Passage shown ->
◆ ◆ ◆

# Yamashiro/ Magdeburg collision



## Hugh Ferguson (Sep 4, 2006)

http://www.theguardian.com/world/2008/oct/26/usforeignpolicy-cuba

Unbelievably, I listened to Ken Livingston (BBC News Night 17th) confrm this as a C.I.A. plot!!!

(I had piloted the Yamashiro Maru from Antwerp and had handed over to the river piot some 30 minutes earlier)


----------



## trotterdotpom (Apr 29, 2005)

Hard to believe that there was no inquiry (as stated in the article). There is always an inquiry, even if it's a whitewash.

The CIA did lots of wacky things - didn't they try to kill Castro with an exploding cigar? Do you reckon the river pilot was a CIA man, Hugh?

John T

PS I heard that the bus service in Cuba is stiil rubbish.


----------



## Hugh Ferguson (Sep 4, 2006)

Jack Anderson, Washington Post jounalist started this legend!
I recall having to spend an extra night in Antwerp on account of the Yamashiro Maru being delayed coasting from Liverpool on account of bad weather.

Fog definitely thickened as we approached Gravesend and I can remember all bedlam breaking out in Gravesend Reach as I relaxed in the Clarendon Hotel.


----------



## Pete D Pirate (Jan 8, 2014)

Hugh,
What have you been able to make of the cause of that collision?

I could, though, understand why the CIA would want to sink a load of Leyland buses - they were amongst the best around in 1964.

p.s. I'll bet the Cubans are still running 'em.

◆ ◆ ◆

Material ->
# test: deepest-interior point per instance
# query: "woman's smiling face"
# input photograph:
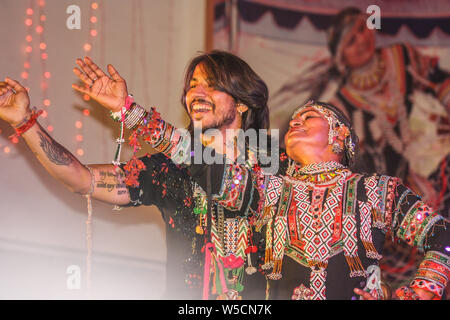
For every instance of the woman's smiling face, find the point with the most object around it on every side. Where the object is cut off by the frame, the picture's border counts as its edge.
(308, 132)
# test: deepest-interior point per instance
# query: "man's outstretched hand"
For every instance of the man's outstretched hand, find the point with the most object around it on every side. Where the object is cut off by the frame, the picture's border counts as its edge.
(110, 91)
(14, 102)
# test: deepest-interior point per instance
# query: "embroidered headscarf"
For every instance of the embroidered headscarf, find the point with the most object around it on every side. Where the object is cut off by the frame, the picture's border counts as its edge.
(337, 120)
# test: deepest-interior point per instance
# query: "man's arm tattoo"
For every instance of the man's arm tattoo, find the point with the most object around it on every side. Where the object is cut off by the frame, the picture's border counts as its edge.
(54, 151)
(117, 184)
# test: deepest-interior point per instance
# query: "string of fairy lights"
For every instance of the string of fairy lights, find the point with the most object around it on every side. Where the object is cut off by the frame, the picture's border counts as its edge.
(35, 43)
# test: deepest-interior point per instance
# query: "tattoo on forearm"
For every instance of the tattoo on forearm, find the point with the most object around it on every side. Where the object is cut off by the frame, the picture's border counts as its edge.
(117, 184)
(54, 151)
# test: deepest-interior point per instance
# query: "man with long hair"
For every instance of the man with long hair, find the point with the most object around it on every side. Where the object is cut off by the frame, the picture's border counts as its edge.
(221, 92)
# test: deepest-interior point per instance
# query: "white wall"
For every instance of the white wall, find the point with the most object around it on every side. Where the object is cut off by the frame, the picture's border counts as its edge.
(42, 225)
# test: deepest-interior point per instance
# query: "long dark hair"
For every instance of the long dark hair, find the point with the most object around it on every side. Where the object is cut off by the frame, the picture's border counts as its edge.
(232, 75)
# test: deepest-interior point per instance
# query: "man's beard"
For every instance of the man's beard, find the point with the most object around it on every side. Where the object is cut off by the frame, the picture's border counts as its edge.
(218, 123)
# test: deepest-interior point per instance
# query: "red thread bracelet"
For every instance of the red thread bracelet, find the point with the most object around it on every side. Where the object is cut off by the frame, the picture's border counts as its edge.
(25, 127)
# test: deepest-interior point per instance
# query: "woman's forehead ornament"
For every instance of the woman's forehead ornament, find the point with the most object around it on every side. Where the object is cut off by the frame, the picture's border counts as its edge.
(335, 125)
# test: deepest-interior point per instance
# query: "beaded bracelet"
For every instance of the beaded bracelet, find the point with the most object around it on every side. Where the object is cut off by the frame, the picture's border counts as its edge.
(119, 116)
(28, 124)
(406, 293)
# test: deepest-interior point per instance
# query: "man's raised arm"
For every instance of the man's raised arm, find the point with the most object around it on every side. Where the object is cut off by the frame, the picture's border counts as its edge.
(104, 181)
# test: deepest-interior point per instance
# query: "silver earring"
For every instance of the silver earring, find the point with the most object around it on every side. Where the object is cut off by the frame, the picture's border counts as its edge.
(336, 148)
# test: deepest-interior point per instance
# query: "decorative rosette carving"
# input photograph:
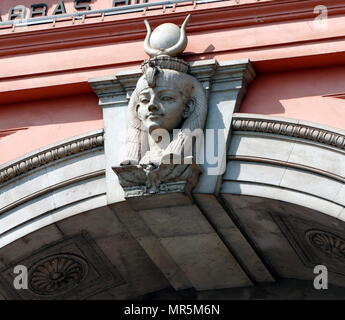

◆ ◆ ◆

Work instructions ->
A - For each statement, say yes or no according to the collision thread, and quote the words that decide it. (i) Hugh Ferguson had handed the Yamashiro Maru over to the river pilot about half an hour earlier. (ii) The article reports that an inquiry was held. (iii) The fog cleared as the ship got close to Gravesend.
B - In one to three sentences, explain from the collision thread why Hugh Ferguson had to spend an extra night in Antwerp.
The entries have nothing to do with the thread about the collision.

Answers to the exercise ->
A -
(i) Yes: "had handed over to the river piot some 30 minutes earlier"
(ii) No: "Hard to believe that there was no inquiry (as stated in the article)."
(iii) No: "Fog definitely thickened as we approached Gravesend"

B - The Yamashiro Maru was delayed while coasting from Liverpool because of bad weather. He had to wait an extra night in Antwerp before he could pilot the ship from there.